### Text block
-- Begin --
This file gives some advice on how to use GDS with the dataset.
NB to use GDS you will need to be either using Sandbox OR Desktop environments, Aura Free will not allow access.
We will be projecting a graph into the GDS Graph Catalog using Native Projection
If you want to ensure you have no existing projections you can run the following Cypher to clear your Graph Catalog:
CALL gds.graph.list() YIELD graphName AS toDrop
CALL gds.graph.drop(toDrop) YIELD graphName
RETURN "Dropped " + graphName;
We will project a graph named 'OperationalPoints' into the Graph Catalog. We will take the OperationalPoint
Nodes and the SECTION
Relationships to form a monopartite graph:
CALL gds.graph.project(
'OperationalPoints',
'OperationalPoint',
{SECTION: {orientation: 'UNDIRECTED'}},
{
relationshipProperties: ['sectionlength', 'traveltime']
}
);
We can calculate the shortest path between two stations - for example, Malmö Central to Stockholm Central - using our traveltime
relatonship weights and the Dijkstra Source-Target Shortest Path algorithm from the GDS library. Note that bad data in our dataset (such as null
or zero
relationship weights) can cause strange results when calculating weighted shortest paths.
MATCH
(:OperationalPointName {name:'Stockholms central'})<-[:NAMED]-(stockholm:OperationalPoint),
(:OperationalPointName {name:'Malmö central'})<-[:NAMED]-(malmo:OperationalPoint)
CALL gds.shortestPath.dijkstra.stream('OperationalPoints', {
sourceNode: malmo,
targetNode: stockholm,
relationshipWeightProperty: 'traveltime'
})
YIELD index, sourceNode, targetNode, totalCost, nodeIds, costs, path
RETURN *;
Do we get the same result if we use the sectionlength
relationship property as our weight instead of traveltime
when computing the shortest path?
-- End --
### Supplied material
-- Begin --
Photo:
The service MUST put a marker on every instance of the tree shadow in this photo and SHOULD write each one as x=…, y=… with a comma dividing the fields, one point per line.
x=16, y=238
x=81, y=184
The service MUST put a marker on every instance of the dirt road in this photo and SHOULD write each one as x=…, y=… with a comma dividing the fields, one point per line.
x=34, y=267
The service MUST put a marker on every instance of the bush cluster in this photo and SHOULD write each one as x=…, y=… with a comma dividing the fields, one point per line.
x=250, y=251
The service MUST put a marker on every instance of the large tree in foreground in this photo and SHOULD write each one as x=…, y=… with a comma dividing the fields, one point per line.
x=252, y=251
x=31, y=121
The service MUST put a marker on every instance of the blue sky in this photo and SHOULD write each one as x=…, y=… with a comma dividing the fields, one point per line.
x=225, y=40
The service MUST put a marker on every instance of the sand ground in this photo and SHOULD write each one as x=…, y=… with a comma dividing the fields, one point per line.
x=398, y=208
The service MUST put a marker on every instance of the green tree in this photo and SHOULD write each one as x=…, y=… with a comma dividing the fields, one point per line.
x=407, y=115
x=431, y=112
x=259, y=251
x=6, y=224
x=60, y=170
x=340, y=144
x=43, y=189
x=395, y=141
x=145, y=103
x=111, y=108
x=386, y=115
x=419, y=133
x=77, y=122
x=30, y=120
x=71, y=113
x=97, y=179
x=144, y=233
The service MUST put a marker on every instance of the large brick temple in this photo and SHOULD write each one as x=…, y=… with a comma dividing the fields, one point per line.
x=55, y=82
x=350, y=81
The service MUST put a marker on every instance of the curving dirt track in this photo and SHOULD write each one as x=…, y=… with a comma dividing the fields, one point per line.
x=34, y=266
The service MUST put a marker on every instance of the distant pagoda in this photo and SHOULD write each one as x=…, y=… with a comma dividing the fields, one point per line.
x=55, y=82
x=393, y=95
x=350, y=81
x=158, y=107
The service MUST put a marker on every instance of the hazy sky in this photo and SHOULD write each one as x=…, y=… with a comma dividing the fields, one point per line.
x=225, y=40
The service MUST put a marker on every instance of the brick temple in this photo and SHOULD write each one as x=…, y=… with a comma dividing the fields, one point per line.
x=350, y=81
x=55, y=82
-- End --
### Tasks and exercises
1. Answer these questions from the GDS guide:
(a) Which environments does it say are needed to use GDS?
(b) What orientation is given to the SECTION relationships in the projection?
(c) Which relationship property serves as the weight in the Dijkstra call?
2. Put the entries from the line with "of the hazy" through the end of the entries into a numbered list, leaving out blank lines.
The entries have no connection to the GDS guide.

### Results of the exercise
1.
(a) Sandbox or Desktop (Aura Free will not allow access).
(b) UNDIRECTED.
(c) traveltime.

2.
1. The service MUST put a marker on every instance of the hazy sky in this photo and SHOULD write each one as x=…, y=… with a comma dividing the fields, one point per line.
2. x=225, y=40
3. The service MUST put a marker on every instance of the brick temple in this photo and SHOULD write each one as x=…, y=… with a comma dividing the fields, one point per line.
4. x=350, y=81
5. x=55, y=82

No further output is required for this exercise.